>> begin Data shown

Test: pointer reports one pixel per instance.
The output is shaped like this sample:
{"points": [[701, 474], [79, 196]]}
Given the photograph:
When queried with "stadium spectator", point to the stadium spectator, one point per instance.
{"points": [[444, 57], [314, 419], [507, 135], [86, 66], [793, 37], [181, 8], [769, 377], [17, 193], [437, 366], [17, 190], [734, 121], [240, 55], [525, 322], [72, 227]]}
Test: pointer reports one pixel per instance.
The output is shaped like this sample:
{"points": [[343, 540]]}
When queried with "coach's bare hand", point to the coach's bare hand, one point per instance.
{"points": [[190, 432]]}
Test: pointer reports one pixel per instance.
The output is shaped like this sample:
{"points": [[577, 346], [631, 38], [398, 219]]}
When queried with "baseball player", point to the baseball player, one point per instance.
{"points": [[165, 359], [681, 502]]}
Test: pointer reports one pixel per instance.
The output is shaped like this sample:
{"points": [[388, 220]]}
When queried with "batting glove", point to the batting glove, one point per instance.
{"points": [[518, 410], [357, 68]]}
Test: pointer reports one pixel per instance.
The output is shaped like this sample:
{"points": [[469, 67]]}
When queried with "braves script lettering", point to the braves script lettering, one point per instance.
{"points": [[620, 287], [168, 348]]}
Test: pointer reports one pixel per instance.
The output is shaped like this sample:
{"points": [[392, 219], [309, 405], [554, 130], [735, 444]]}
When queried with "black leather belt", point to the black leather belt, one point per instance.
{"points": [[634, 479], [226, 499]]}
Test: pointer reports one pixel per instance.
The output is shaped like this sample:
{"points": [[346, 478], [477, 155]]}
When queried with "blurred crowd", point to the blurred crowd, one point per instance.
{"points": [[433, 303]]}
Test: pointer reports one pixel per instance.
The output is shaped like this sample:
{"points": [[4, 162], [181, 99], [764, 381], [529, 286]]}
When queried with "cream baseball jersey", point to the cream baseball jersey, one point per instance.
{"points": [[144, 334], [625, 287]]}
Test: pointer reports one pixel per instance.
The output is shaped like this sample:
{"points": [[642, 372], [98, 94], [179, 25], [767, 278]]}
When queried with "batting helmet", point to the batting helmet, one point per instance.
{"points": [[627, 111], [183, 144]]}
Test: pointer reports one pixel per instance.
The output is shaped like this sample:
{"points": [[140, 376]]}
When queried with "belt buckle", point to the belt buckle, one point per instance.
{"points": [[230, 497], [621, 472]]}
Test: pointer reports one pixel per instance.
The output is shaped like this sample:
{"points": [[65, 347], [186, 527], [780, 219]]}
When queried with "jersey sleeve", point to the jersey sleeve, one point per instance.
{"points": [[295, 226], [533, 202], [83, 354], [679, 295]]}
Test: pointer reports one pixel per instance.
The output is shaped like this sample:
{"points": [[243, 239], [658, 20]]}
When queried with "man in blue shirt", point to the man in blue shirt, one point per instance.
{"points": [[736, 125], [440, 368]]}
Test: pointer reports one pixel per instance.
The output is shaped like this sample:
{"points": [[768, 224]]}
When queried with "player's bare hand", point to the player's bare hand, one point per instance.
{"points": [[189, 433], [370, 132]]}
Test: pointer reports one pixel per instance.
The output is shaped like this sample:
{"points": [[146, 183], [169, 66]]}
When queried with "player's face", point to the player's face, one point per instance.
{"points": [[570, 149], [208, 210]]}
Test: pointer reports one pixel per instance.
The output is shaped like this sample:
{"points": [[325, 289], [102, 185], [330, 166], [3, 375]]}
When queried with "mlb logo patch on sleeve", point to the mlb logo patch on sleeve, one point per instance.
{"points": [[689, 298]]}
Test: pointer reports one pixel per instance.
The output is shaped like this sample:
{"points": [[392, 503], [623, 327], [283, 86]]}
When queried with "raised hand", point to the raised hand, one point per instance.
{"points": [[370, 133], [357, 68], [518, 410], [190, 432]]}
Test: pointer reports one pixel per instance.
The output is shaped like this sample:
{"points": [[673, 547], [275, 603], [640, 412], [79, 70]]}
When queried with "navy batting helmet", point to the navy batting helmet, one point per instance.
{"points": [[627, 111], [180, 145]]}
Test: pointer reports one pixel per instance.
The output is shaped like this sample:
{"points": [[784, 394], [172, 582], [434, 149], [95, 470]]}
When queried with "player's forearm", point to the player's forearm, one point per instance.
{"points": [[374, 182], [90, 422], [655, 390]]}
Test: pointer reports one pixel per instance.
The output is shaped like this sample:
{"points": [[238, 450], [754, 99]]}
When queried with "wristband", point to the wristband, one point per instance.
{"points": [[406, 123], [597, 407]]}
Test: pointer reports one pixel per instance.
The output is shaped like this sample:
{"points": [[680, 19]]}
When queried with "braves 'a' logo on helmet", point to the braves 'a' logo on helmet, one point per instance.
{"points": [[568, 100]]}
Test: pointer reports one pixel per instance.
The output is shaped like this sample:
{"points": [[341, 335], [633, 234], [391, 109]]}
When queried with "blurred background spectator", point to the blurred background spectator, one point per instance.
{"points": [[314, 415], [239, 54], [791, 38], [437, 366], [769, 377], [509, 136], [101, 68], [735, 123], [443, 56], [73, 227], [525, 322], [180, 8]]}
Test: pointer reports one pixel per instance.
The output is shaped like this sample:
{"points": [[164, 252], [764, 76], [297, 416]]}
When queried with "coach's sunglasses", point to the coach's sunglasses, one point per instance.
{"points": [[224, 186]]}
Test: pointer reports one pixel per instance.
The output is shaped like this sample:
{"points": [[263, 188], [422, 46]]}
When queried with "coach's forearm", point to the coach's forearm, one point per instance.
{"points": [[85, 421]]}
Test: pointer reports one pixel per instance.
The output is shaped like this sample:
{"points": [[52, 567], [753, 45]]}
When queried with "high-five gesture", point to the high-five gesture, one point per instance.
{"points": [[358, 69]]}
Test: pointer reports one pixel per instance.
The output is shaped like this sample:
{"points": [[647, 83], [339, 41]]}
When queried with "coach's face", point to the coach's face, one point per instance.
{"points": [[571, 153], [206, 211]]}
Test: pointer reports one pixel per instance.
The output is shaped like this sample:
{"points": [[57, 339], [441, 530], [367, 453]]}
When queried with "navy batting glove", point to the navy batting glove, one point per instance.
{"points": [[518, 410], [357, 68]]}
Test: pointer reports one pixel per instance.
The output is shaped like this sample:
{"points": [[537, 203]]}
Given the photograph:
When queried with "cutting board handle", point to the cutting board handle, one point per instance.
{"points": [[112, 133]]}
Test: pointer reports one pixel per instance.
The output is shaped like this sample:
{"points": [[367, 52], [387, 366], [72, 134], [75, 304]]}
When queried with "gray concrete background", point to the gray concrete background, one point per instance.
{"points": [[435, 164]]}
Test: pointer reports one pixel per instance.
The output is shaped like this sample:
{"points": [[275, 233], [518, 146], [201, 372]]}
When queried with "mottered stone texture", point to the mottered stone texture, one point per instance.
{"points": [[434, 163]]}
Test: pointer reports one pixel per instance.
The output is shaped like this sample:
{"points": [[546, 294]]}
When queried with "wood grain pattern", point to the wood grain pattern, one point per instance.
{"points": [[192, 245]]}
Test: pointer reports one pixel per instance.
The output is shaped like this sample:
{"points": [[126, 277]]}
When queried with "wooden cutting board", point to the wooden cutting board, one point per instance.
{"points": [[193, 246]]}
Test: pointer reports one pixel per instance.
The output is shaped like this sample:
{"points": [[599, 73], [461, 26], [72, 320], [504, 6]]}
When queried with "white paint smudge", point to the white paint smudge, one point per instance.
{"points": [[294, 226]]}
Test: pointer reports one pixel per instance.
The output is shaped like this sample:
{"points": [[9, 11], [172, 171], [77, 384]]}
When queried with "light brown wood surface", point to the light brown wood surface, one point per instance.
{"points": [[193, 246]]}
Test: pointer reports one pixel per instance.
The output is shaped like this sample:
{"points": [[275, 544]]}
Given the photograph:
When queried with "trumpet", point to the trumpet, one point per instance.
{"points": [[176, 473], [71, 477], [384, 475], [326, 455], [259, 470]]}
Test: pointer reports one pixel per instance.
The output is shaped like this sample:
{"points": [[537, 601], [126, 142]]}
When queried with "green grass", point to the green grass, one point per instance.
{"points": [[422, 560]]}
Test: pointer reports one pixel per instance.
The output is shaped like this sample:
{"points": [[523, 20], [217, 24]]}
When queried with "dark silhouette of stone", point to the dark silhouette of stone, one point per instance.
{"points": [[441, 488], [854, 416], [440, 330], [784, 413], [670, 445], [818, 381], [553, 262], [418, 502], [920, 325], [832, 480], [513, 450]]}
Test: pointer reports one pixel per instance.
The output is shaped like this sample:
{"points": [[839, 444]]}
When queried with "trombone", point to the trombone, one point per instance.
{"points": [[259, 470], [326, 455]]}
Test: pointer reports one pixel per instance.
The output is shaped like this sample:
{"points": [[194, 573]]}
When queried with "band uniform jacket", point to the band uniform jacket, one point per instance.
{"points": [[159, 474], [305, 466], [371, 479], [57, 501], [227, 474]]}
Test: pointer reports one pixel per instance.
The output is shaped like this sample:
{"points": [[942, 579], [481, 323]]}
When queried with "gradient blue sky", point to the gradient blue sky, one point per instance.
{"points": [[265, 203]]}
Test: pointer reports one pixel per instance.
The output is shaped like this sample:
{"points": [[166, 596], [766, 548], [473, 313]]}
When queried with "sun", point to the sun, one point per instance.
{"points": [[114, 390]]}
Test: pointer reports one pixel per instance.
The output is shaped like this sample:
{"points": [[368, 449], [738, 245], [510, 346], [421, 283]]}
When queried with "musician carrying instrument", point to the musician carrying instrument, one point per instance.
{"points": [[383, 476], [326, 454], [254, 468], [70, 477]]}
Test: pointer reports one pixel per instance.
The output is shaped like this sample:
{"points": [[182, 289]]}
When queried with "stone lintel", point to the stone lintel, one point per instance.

>> end Data shown

= Given request =
Starting from the first line and stopping after the line that contains "stadium spectator, one point per instance.", rewrite those lines with "sample" changed to "template" and everything else left the same.

= Answer for this exercise =
Test: pointer reports one pixel per instance.
The output is shaped like this template:
{"points": [[701, 474], [79, 196]]}
Given the photograph:
When queried with "stadium spectator", point to the stadium spectator, one point per instance.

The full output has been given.